» Provided material
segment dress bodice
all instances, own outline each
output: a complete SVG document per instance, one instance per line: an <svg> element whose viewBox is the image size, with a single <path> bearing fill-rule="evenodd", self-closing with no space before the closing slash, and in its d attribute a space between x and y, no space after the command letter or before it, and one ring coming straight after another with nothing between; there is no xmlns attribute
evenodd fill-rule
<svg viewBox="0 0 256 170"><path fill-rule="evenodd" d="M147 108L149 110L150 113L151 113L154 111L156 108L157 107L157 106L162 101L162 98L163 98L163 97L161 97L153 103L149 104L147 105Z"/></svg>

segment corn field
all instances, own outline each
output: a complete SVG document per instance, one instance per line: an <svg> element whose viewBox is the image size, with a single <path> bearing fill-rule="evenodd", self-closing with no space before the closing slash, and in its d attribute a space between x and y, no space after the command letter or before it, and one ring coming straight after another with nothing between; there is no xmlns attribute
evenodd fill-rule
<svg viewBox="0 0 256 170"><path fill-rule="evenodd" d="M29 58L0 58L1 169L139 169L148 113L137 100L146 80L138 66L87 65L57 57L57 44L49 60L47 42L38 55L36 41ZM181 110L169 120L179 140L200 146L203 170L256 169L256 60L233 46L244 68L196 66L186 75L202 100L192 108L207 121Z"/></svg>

» Do this
Can you copy every line above word for word, without changing anything?

» The solution
segment dress bodice
all instances, own outline each
output: a complete SVG document per instance, one instance per line: an <svg> element whose viewBox is the image size, with a single <path> bearing fill-rule="evenodd", self-closing with no space before the closing slash, and in its d attribute a space between x and y, no space after the command letter or before it, and one ring coming straight after another with nothing between; there is no xmlns attribute
evenodd fill-rule
<svg viewBox="0 0 256 170"><path fill-rule="evenodd" d="M147 108L149 110L150 113L151 113L154 111L156 108L157 107L157 106L162 101L162 98L163 98L163 97L161 97L153 103L149 104L147 105Z"/></svg>

segment corn field
all instances, own outline each
output: a complete SVG document per instance, one instance per line: an <svg> element whose viewBox is the image size, with a single <path> bearing fill-rule="evenodd", self-closing with no space before the closing slash, and in its d attribute a space between x and y, no space after the command letter or before it, and one ring coming straight after another with nothing between; there is no xmlns attribute
evenodd fill-rule
<svg viewBox="0 0 256 170"><path fill-rule="evenodd" d="M29 58L0 58L1 169L139 169L148 113L137 100L146 80L138 66L87 65L57 57L57 44L49 60L47 42L38 55L36 41ZM181 110L169 120L179 140L200 146L203 170L256 169L256 60L233 46L244 68L196 66L186 75L202 100L192 108L207 121Z"/></svg>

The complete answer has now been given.